EXCERPT TO READ:
☆ ☆ ☆

Mini Load Balancer (Go) System Design
Back to PortfolioDistributed Systems & Cloud APIs
Regular ECS-hosted Go load balancer migrated off AWS App Runner to gain direct control over proxy behavior, service rollout, and networking diagnostics.
App Runner -> Regular ECS | Go pprof + Consul | Prometheus/Grafana
Why This Project Matters
Shows when a networking-heavy service outgrows App Runner and needs regular ECS service-level control for proxying, health management, and deployment behavior.
Tech + Architecture Summary
- Tech: AWS ECS, Go, Consul, Prometheus, Grafana, pprof
- Architecture: miniloadbalancer.io -> ALB/TLS ingress -> regular ECS service running Go proxy + control plane -> Consul discovery -> backend pool -> Prometheus/Grafana telemetry.
Impact Metrics
- Migrated the service from AWS App Runner to regular ECS so service rollout policy, health-probe cadence, task behavior, and ingress wiring could be controlled directly.
- Conducted deep runtime profiling using Go pprof to identify and eliminate memory allocation bottlenecks, optimizing goroutine scheduling for high-throughput TCP proxying.
- Integrated dynamic service discovery via Consul, enabling zero-downtime backend node registration, sub-second health-aware failover, and ECS-backed routing introspection.
Core Problem
Route traffic predictably under backend failure while minimizing flapping, maintaining idempotent retry behavior, and preserving operational insight.
High-Level Architecture
mermaid graph LR Client[User Traffic]-->LB[Go Load Balancer] LB-->CP[Control Plane /admin/*] LB-->Proxy[Proxy Plane /proxy/*] Proxy-->B1[Backend A] Proxy-->B2[Backend B] Proxy-->B3[Backend C] LB-.Health Checks.->B1 LB-.Health Checks.->B2 LB-.Health Checks.->B3
Production-Grade Capabilities
- Multiple runtime-selectable balancing strategies with control-plane visibility.
- Health-aware failover with hysteresis and graceful draining for safer lifecycle transitions.
- Regular ECS runtime with explicit service deployment policy, ingress control, and operator-visible telemetry endpoints.
Engineering Decisions
- Consistent hashing improves stickiness and cache locality, but can create uneven load if key distribution is skewed.
- Aggressive health probing catches failures quickly, but risks false flaps without hysteresis thresholds.

☆ ☆ ☆

DATA PROVIDED:
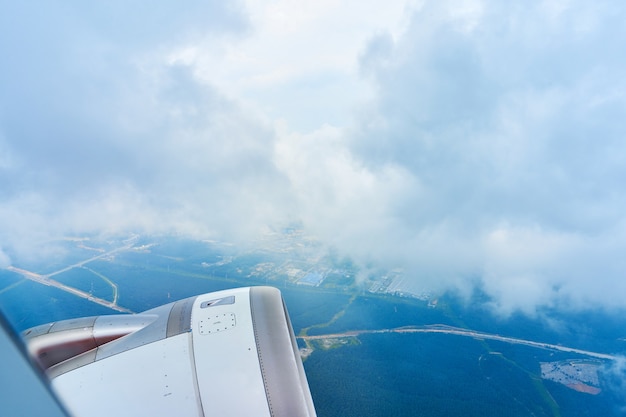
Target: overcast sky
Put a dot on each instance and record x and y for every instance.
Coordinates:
(472, 143)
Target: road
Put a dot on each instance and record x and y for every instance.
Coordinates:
(46, 280)
(440, 328)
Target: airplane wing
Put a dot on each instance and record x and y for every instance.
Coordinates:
(227, 353)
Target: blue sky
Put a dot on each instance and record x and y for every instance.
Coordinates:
(472, 143)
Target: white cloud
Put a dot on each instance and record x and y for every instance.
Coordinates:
(469, 142)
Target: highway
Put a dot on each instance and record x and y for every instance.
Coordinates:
(440, 328)
(46, 280)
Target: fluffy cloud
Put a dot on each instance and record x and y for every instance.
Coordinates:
(510, 119)
(471, 143)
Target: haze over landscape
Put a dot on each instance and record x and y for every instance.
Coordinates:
(473, 144)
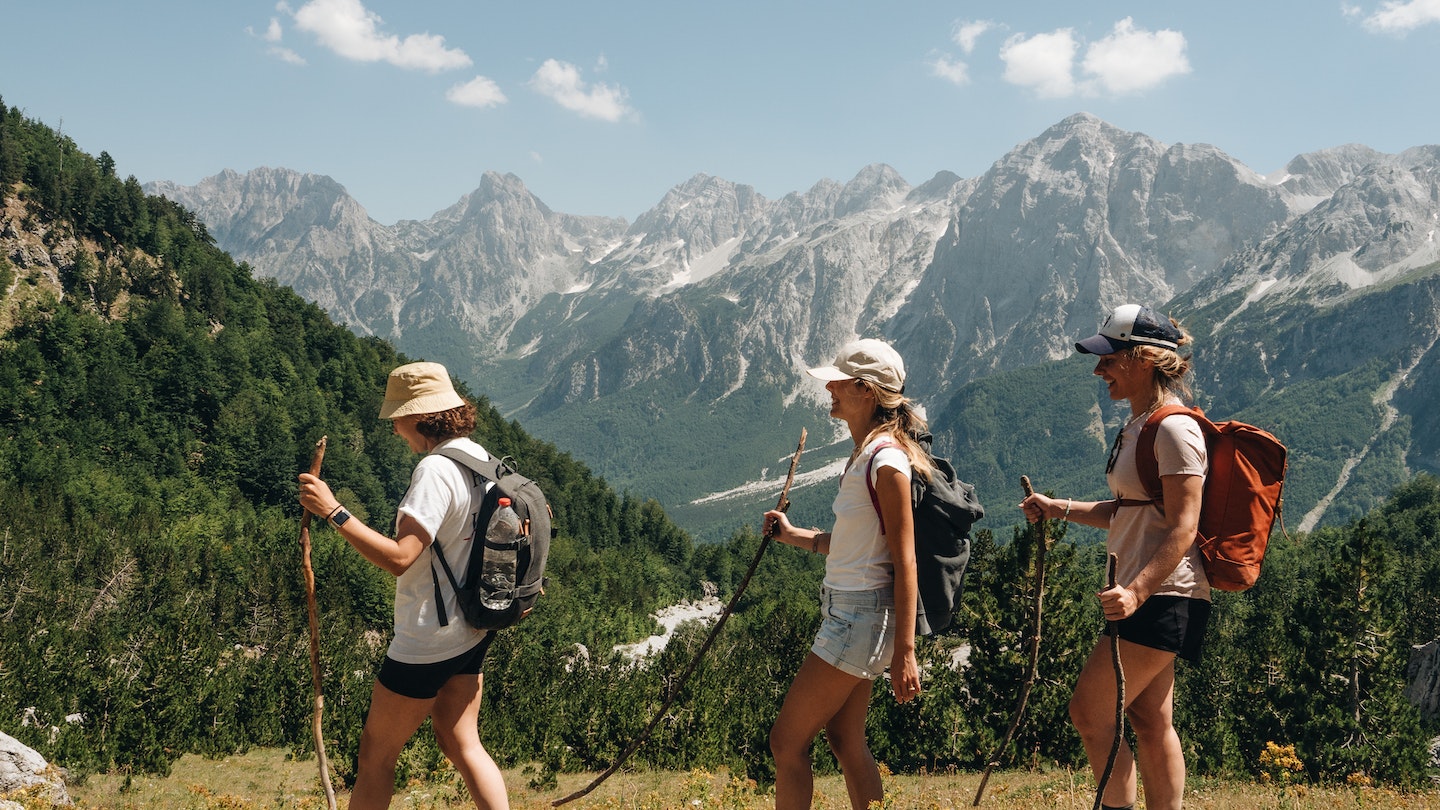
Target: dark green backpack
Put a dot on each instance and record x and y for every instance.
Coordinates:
(943, 510)
(532, 548)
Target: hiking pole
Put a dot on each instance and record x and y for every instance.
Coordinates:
(1034, 649)
(674, 691)
(314, 633)
(1119, 692)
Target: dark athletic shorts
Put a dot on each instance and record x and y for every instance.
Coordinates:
(1174, 624)
(424, 682)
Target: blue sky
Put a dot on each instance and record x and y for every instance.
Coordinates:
(601, 108)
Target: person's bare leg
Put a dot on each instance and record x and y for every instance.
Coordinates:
(846, 734)
(1092, 711)
(1157, 742)
(817, 695)
(455, 719)
(388, 727)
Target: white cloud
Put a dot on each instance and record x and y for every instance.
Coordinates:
(562, 82)
(966, 33)
(1043, 62)
(287, 55)
(1132, 59)
(1125, 62)
(949, 69)
(352, 30)
(1398, 18)
(272, 35)
(477, 92)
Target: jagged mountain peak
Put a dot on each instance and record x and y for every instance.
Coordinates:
(1316, 175)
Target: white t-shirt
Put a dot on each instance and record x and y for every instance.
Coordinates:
(1138, 531)
(858, 557)
(444, 500)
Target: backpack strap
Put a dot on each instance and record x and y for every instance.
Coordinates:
(870, 469)
(1145, 460)
(488, 470)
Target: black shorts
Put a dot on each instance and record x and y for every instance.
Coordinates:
(424, 682)
(1174, 624)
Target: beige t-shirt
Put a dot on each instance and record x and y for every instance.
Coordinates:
(1138, 531)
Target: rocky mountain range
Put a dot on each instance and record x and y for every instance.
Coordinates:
(668, 353)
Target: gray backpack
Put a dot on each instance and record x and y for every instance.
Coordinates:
(943, 508)
(530, 549)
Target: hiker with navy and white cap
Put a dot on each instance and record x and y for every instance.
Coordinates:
(432, 668)
(1161, 600)
(870, 591)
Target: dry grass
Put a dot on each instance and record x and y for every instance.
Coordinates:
(268, 780)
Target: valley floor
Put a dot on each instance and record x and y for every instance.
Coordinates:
(270, 780)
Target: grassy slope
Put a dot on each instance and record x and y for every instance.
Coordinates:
(270, 780)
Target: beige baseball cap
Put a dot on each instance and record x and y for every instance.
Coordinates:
(867, 359)
(418, 388)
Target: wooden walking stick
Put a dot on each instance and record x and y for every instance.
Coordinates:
(1119, 693)
(674, 691)
(1034, 649)
(314, 633)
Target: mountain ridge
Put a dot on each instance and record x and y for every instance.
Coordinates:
(618, 339)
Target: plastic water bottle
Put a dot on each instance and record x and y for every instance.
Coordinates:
(497, 575)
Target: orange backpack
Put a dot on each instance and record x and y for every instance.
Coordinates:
(1242, 497)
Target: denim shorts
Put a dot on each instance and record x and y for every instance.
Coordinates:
(857, 630)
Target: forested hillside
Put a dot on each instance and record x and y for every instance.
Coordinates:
(157, 401)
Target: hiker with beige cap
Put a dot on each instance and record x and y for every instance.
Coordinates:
(432, 669)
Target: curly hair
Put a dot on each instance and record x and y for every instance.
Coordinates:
(454, 423)
(1172, 369)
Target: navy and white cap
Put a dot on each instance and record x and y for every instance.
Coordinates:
(1129, 326)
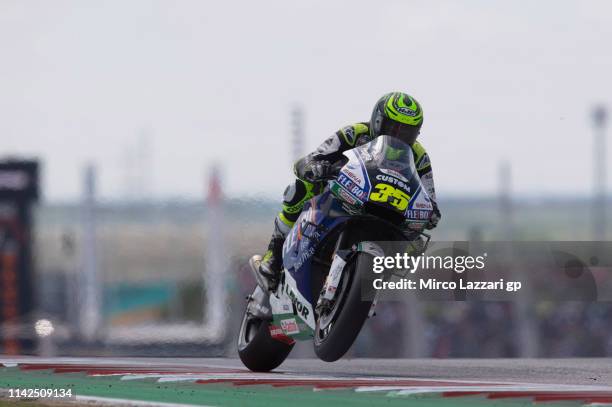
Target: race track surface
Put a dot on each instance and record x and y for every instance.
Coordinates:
(407, 382)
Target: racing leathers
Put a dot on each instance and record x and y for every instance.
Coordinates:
(312, 169)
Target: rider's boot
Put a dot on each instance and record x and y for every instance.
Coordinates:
(269, 269)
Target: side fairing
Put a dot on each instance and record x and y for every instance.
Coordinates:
(312, 226)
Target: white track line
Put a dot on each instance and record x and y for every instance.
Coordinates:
(131, 402)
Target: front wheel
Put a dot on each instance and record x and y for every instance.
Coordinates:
(338, 327)
(257, 350)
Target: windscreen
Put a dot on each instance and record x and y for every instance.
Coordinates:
(386, 152)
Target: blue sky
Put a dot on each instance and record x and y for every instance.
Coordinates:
(213, 82)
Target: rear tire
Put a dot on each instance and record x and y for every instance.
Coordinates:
(257, 350)
(351, 314)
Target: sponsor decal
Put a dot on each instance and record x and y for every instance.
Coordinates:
(421, 205)
(276, 331)
(351, 187)
(406, 111)
(301, 308)
(418, 214)
(349, 135)
(393, 173)
(290, 326)
(424, 162)
(354, 177)
(346, 197)
(393, 181)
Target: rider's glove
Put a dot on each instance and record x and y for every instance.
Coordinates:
(435, 217)
(317, 170)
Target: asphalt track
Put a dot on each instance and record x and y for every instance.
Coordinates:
(406, 382)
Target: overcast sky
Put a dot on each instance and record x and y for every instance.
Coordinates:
(213, 81)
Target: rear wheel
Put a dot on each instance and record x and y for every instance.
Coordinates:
(257, 350)
(338, 327)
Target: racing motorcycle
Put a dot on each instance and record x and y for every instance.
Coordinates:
(325, 291)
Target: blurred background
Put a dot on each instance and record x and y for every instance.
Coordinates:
(146, 144)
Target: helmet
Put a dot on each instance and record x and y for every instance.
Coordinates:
(399, 115)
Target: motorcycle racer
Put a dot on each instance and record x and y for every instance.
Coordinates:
(395, 114)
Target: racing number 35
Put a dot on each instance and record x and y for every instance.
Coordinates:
(386, 192)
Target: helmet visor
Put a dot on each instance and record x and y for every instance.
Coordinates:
(405, 132)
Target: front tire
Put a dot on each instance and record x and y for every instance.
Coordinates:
(335, 337)
(257, 350)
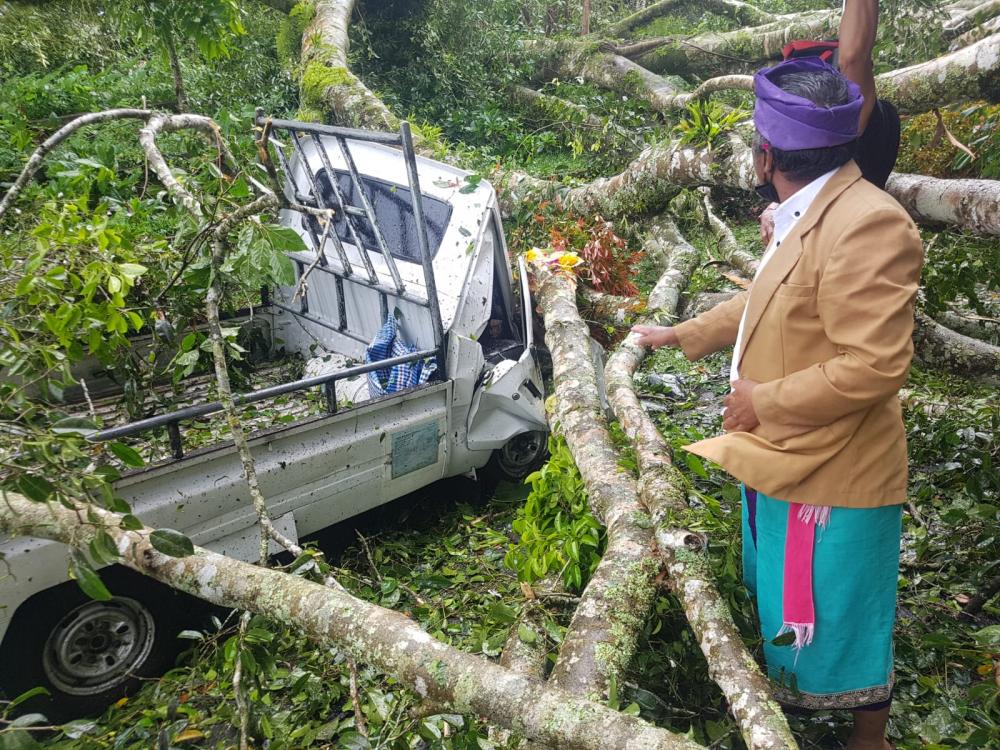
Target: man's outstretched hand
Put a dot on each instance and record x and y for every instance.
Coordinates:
(656, 336)
(739, 415)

☆ ☆ ☆

TASK LIST:
1. Reproduce the load balancer design page word for word, everything from "App Runner ->" down to "high-throughput TCP proxying.".
2. Carry on writing the Go load balancer design page from its last line.

ANSWERS TO THE EXERCISES:
1.
App Runner -> Regular ECS | Go pprof + Consul | Prometheus/Grafana
Why This Project Matters
Shows when a networking-heavy service outgrows App Runner and needs regular ECS service-level control for proxying, health management, and deployment behavior.
Tech + Architecture Summary
- Tech: AWS ECS, Go, Consul, Prometheus, Grafana, pprof
- Architecture: miniloadbalancer.io -> ALB/TLS ingress -> regular ECS service running Go proxy + control plane -> Consul discovery -> backend pool -> Prometheus/Grafana telemetry.
Impact Metrics
- Migrated the service from AWS App Runner to regular ECS so service rollout policy, health-probe cadence, task behavior, and ingress wiring could be controlled directly.
- Conducted deep runtime profiling using Go pprof to identify and eliminate memory allocation bottlenecks, optimizing goroutine scheduling for high-throughput TCP proxying.

2.
- Retry with failover improves success rates, but must stay bounded to avoid amplifying tail latency.
- Regular ECS restores deeper service and networking control, but adds task definitions, deployment orchestration, and load balancer/service wiring overhead.
Behavioral + Impact Signals
- Designed bounded retry logic to avoid runaway failure loops.
- Added graceful draining and hysteresis to reduce operational flapping.
- Prioritized introspection endpoints for easier incident investigation.
- Accepted more orchestration ownership when the workload demanded lower-level control than App Runner exposed.
Quality Guarantees
- Only healthy backends receive routed traffic unless explicitly in drain-aware transition.
- Idempotent request retries remain bounded and never recurse indefinitely.
- Routing strategy switches are observable through control-plane and metrics endpoints.
Recent Upgrades
- Migrated the public deployment from AWS App Runner to regular ECS and cut over the live endpoint to miniloadbalancer.io.
- Added reliability mechanisms including circuit breaker, bounded retries, and health-check hysteresis.
- Added Consul service-discovery integration and operator-facing dashboard/control surface.
Outcome Highlights
- Implemented three routing strategies with runtime switch support.
- Added circuit breaker, active health checks, graceful draining, and failover mechanics.
- Cut over the public deployment to miniloadbalancer.io on a regular ECS-backed runtime with public operations evidence.